Data -
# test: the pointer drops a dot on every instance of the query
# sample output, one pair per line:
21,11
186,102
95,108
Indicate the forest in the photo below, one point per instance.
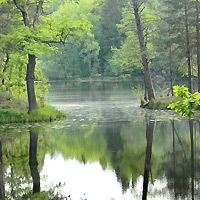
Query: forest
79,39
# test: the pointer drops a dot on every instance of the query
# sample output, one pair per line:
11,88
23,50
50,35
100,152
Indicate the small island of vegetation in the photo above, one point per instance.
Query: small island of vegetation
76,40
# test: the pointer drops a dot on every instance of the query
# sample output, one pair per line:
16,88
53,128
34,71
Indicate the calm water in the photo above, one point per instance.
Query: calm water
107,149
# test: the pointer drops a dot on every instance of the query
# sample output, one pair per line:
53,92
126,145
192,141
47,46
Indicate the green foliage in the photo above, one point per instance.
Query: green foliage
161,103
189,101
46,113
==
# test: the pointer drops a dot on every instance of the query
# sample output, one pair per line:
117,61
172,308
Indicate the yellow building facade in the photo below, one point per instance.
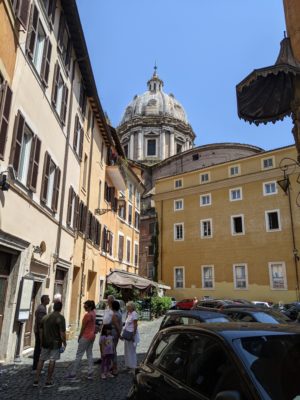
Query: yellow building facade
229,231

Objective -
From the records above, return each line that contains the word "facade".

Exercise answer -
Indicate the yellow building facade in the photo below, one point per instance.
Query: yellow building facade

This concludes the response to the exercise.